[Dataset entries]
------------------------
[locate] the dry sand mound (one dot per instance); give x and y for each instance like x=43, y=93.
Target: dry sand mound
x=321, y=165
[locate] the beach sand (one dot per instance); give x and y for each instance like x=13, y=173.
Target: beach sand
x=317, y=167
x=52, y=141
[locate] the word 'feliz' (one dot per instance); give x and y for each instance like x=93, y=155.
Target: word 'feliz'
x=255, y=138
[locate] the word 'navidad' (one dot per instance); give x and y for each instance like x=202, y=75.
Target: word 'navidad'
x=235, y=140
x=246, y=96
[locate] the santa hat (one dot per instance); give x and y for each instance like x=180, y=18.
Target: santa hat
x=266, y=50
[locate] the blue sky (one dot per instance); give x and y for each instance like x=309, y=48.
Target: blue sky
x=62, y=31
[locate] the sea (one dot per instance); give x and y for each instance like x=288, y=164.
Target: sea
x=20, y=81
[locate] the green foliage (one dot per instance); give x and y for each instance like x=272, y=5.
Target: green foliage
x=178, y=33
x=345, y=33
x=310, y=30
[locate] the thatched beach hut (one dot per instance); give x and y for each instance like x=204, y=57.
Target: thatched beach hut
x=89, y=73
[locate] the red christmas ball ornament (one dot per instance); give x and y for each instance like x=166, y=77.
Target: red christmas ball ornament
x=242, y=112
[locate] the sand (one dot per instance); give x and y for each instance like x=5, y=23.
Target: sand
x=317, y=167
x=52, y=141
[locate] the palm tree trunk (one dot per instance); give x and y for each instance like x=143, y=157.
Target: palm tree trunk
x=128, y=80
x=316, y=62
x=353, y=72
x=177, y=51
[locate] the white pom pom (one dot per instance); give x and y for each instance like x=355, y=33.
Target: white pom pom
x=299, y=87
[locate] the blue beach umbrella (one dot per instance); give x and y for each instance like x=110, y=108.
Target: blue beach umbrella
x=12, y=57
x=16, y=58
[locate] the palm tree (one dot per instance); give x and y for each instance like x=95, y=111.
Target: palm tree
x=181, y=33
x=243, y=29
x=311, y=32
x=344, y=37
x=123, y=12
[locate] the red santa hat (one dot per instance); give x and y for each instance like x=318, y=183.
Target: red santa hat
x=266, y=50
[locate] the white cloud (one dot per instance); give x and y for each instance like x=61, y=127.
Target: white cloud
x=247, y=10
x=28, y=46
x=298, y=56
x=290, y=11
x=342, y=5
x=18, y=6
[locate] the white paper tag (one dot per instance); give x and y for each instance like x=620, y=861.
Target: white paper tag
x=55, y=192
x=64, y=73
------------------------
Aim of the exercise » Return the span of lines in the data above that opens at the line with "Target: sea" and closes at the line with "[locate] the red christmas", exactly, ends included, nothing else.

Output for this task »
Target: sea
x=20, y=81
[locate] the green foliage (one dot per instance); give x and y for each instance like x=272, y=5.
Target: green foliage
x=178, y=33
x=345, y=33
x=310, y=30
[locate] the thatched beach hut (one dot per instance); give x and y for each instance like x=204, y=57.
Target: thatched beach hut
x=89, y=73
[locate] the red christmas ball ornament (one dot per instance); give x and y for each instance like x=166, y=77.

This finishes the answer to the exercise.